_Reading passage_.
[Start of section]

Christopher R. Cogle: Historic health care transition
Published: Sunday, November 1, 2009 at 6:01 a.m.
Last Modified: Friday, October 30, 2009 at 4:41 p.m.
Today, doors close at Alachua County’s General Hospital, while a little over a mile away doors open for the first time at Shands’ new Cancer and Trauma Hospital.
These simultaneous events highlight the best and worst of today’s health care “system.”
When Alachua General Hospital first opened, in 1928, Copeland’s hog processing plant in Gainesville began its five decades of sausage making, Dr. Sarah Robb, Alachua County’s first woman physician, administered common sense medicine, Herbert Hoover (R) was elected president, and Mickey and Minnie Mouse made their film debuts.
Back then, when you got sick, you paid what you could, and not always in money.
Eighty-one years later, Gainesville’s hog warehouse has since closed due to the cost of production and outdated infrastructure, Dr. Robb’s office is now Florida’s oldest medical museum, and the Republicans have been ousted due to, well, outdated infrastructure.
Now, when you get sick, you either go into catastrophic debt if you have no health insurance or you go to someone that might accept your insurance (which you and your employer paid dearly for) and likely still have to pay more at the time of the medical visit.
Bartering for medical care with chickens and oranges is no longer an acceptable form of payment at most hospitals and clinics in Alachua County.
This weekend’s historic transition in Alachua County from general hospital to specialty care brings into focus the true arc of health care in our community and nation.
Today’s health care “system” in the U.S. relies on intricate interactions between generalist and specialty physicians and, unfortunately, with predominant appeasement of insurance companies.
There are many reasons why we’ve arrived at this point. Most importantly, there is so much more known about diseases from biomedical discoveries, such as DNA in the 1950s, that it often takes the focus of a specialist to diagnose accurately and treat precisely.
For example, patients presenting with acute myeloid leukemia should be checked for an internal tandem duplication in the FLT3 gene in addition to standard chromosome analysis. And if the patient’s leukemia is FLT3 gene mutation positive, the patient should be offered aggressive treatment, including allogeneic blood and marrow transplantation; which is only offered at tertiary care centers like Shands’ new Cancer Hospital.
Asking a family practice physician or even a general oncologist to deliver primary care for this kind of patient throughout the entire spectrum of diagnosis, chemotherapy, stem cell transplant, after transplant care and survivorship is not feasible or safe. Rather, our medical community works as a team with captains of care leading when his/her expertise and experience benefits the patient the most.

[End of section]

[Collected data]
[Start of section]

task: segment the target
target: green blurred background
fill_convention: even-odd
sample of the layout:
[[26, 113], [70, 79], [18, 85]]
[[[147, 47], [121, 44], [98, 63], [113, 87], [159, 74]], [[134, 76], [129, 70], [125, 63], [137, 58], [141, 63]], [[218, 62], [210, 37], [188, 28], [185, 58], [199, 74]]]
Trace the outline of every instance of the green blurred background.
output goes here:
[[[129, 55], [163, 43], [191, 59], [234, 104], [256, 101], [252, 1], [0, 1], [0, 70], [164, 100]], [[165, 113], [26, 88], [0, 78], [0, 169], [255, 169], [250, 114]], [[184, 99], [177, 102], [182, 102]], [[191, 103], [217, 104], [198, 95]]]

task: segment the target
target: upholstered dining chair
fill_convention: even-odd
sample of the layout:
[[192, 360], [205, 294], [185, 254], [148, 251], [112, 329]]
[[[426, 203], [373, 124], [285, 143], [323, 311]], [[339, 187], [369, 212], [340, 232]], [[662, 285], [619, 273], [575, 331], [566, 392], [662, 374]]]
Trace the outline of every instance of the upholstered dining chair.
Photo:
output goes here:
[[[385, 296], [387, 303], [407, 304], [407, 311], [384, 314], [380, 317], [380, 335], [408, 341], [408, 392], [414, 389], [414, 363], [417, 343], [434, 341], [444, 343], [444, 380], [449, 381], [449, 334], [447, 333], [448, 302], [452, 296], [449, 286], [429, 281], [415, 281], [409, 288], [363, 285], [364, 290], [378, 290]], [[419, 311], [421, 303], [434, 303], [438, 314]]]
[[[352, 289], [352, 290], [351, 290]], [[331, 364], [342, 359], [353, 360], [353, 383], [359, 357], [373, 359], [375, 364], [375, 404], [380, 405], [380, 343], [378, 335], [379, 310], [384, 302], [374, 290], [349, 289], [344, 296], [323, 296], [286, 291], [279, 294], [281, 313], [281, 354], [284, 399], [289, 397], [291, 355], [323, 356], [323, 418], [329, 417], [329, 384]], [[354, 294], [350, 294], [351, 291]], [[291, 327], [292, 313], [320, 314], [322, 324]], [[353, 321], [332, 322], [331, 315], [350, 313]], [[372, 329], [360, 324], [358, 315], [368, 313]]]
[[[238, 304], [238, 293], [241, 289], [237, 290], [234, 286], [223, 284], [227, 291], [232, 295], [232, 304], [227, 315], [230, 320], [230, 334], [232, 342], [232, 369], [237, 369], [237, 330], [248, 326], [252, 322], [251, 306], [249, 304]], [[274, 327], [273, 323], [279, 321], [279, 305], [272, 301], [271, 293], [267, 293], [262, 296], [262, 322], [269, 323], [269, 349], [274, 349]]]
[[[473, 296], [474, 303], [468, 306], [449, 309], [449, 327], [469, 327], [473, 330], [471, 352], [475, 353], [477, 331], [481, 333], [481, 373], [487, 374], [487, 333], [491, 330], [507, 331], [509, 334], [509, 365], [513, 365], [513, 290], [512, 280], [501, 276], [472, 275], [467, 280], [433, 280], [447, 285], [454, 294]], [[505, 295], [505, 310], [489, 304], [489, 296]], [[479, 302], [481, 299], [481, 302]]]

[End of section]

_Directions_.
1. In the piece on Alachua County's hospital transition, in what year did Alachua General Hospital first open?
2. Extend the piece on Alachua County's hospital transition, starting after its final sentence.
The data stand apart from the text and belong to other material.

_Answer list_.
1. It first opened in 1928.

2.
This dynamic nature of physicians working in concert for the benefit of the patient is the cornerstone of any future accolade of the “best medical care in the world.”
Alachua County’s physicians (private, university and Veterans Affairs) are the finest in the state and nation because of their collective and interactive breadth and depth of knowledge.
However, our nation’s health care “system” caters to insurance companies rather than patients.
This isn’t surprising given our nation’s relatively recent history of offering health insurance as a benefit to employment (rather than wage/salary increases) and federal tax benefits which provided incentives for health insurance companies to grow catastrophic coverage into “comprehensive” coverage (provided a company monitor approves).
Even before the sacred doctor-patient encounter, contracts and agreements are made between doctors/practice administrators and select insurance companies to secure the best mutual financial relationship.
As a consequence, patients are often clueless on how much exams, tests and procedures cost.
And try finding out. It’s not a straight answer. It depends on your insurance company (if you have one).
Worse in this dizzying “system” is that patients have no ability to directly compare quality among insurance companies or health care providers.
Federal protection of for-profit insurance companies, lack of transparency and a hodgepodge of companies making money by withholding care, does not and cannot support the “best medical care in the world.”
Unfortunately, the health care reform proposals currently receiving the most attention nationally are based on tweaking our patchwork of corporations rather than getting to the root of the problem.
Several elements of the forefront proposals are progressive, such as mandating electronic medical records and eliminating pre-existing conditions. However, further regulations, hamstringing an already flawed mishmash of company coverage, is unlikely to bring the reform that our community and country deserves.
True reform will require us to innovate a uniquely American solution, rather than blithely adopting another country’s plan or shuffling the status quo in avoidance of making hard decisions.
Possible, yet bold, solutions include eliminating insurance companies, adopting a single payer system and/or creating true health savings accounts with inheritance potential and without choking restrictions like today’s version.
With Alachua General Hospital’s passing, our community births a new tower of cancer and trauma.
It’s up to our elected policymakers and their staff to muster the bravery for true health care reform now. I look forward to the closure of the new hospital consequent to universal health care access, effective prevention and new cures.
Let’s hope it won’t take another 81 years.
Christopher R. Cogle is a physician-scientist in Gainesville.